• **Stated task**
Starting with the line that contains "Would you mind picking out the brick foundation" and going on through the line that contains "<point>505,44</point>", write out those lines of data again. Keep the requests unchanged, and scale every point coordinate in the answers by 1.55, rounding to whole numbers with halves going up.

• **Data records**
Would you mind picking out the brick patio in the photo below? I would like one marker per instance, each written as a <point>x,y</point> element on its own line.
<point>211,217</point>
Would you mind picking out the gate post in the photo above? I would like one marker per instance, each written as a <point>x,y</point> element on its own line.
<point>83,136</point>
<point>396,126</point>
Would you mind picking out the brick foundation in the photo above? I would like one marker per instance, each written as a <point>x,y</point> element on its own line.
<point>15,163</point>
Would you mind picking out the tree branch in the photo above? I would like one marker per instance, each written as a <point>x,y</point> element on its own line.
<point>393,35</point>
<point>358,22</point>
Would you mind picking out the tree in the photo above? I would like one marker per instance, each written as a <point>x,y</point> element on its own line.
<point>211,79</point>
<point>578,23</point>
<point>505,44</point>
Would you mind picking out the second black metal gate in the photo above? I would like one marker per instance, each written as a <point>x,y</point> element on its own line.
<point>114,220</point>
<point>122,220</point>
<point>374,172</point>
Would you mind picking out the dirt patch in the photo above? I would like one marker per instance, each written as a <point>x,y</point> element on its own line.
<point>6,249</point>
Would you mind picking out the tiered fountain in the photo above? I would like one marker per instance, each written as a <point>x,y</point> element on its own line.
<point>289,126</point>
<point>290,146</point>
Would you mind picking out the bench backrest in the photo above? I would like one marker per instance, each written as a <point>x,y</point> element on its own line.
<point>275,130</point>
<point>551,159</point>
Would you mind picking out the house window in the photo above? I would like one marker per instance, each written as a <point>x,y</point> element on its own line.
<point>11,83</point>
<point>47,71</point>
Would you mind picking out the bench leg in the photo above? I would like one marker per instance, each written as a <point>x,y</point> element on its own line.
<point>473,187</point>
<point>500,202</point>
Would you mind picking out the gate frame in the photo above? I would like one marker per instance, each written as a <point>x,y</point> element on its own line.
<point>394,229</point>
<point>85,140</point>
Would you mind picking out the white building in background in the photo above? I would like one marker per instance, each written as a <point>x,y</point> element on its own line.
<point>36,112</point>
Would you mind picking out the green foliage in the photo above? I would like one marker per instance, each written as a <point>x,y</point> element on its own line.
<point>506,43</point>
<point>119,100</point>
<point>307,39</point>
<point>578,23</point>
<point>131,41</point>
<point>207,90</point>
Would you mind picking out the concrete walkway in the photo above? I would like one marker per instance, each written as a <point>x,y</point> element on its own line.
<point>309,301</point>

• **Task solution**
Would you mind picking out the brick foundation in the photo above? I would like one marker per instance, each written as a <point>x,y</point> element on its own line.
<point>23,253</point>
Would you mind picking out the tree branch in the photo above? I would like one marker per instance, each written as a <point>x,y</point> element on its own line.
<point>609,54</point>
<point>555,34</point>
Would you mind picking out the tree in the photo above? I would like one marker per instance, each written as a <point>x,y</point> element on its own line.
<point>327,122</point>
<point>896,36</point>
<point>783,68</point>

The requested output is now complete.